→ **What to do**
Give back exactly the lines from the one that includes "of the racket" to the last line below, both included, and no further lines.

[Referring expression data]
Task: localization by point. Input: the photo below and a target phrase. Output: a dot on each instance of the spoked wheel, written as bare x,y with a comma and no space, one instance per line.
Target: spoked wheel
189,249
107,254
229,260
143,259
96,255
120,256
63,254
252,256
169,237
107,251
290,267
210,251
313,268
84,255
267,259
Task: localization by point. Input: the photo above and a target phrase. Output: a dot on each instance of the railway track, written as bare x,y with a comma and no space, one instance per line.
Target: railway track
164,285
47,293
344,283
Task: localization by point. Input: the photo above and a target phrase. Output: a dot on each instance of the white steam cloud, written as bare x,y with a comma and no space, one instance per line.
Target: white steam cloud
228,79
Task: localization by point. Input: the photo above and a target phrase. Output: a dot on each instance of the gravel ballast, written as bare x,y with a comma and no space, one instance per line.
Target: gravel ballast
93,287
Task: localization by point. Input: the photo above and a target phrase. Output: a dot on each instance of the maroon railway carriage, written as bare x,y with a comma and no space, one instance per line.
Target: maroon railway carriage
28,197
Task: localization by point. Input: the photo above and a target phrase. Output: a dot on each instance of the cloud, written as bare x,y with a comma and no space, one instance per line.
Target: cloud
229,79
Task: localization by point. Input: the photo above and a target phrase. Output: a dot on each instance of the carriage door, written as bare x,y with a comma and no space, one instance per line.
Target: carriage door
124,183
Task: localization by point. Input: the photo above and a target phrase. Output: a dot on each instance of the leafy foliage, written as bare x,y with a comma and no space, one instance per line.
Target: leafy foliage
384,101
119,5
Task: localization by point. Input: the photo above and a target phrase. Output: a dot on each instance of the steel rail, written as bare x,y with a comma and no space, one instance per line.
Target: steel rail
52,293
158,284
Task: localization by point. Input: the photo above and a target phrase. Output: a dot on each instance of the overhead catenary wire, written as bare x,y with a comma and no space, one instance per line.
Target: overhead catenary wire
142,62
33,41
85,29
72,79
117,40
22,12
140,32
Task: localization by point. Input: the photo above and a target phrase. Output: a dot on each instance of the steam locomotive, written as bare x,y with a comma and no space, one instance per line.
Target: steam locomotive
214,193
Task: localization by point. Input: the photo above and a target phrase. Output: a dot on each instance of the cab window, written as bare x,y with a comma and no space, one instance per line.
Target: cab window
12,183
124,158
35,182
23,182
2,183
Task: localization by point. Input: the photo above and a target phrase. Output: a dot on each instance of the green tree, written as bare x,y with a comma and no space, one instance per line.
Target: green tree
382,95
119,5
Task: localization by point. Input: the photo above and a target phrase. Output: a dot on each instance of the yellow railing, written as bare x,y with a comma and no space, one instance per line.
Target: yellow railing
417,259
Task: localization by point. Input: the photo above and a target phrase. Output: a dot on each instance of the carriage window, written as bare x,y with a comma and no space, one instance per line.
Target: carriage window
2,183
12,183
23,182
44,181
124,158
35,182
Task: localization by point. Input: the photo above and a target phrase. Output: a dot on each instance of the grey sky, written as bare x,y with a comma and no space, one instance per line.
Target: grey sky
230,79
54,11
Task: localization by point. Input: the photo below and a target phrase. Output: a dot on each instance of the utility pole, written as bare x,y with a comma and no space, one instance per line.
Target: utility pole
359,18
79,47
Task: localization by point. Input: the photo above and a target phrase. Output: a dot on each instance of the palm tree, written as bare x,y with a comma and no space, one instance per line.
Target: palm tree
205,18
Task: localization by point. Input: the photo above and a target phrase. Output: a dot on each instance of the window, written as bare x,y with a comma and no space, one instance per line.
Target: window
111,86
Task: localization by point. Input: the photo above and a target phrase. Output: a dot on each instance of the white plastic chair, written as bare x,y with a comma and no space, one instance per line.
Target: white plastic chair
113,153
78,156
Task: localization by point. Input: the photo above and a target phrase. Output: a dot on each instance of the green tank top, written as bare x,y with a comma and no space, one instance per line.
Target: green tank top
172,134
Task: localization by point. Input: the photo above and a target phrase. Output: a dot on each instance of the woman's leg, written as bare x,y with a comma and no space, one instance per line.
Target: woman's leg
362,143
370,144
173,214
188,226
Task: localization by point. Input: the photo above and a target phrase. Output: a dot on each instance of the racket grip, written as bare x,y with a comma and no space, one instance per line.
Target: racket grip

→ **Response below**
Task: localization by point. Input: the photo above and a target phrase. Output: a dot on each instance of the racket grip, written as bare x,y with a comma and no space, one instance per line.
Target: racket grip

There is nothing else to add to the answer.